EXERCISE INPUTS:

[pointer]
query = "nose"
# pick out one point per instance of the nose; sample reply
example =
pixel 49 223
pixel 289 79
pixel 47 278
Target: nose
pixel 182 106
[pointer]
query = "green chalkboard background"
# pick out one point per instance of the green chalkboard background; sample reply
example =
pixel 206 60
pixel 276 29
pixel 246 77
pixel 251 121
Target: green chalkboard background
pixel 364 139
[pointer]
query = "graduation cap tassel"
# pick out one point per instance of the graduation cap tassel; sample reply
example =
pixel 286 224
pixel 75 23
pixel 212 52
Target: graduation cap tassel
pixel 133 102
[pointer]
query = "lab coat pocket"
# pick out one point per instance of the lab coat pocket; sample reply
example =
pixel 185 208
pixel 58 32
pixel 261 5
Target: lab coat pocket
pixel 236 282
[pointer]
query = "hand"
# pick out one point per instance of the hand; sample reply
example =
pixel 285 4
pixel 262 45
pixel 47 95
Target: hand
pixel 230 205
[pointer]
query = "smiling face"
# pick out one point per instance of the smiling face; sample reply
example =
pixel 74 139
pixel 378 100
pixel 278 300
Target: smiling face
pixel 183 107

WHAT IS BEING ASKED: From the listing above, collect every line that mentions the word "query".

ANSWER TO THE PROBLEM:
query = "nose"
query = "green chalkboard background"
query = "graduation cap tassel"
query = "lab coat pocket"
query = "hand"
query = "smiling face"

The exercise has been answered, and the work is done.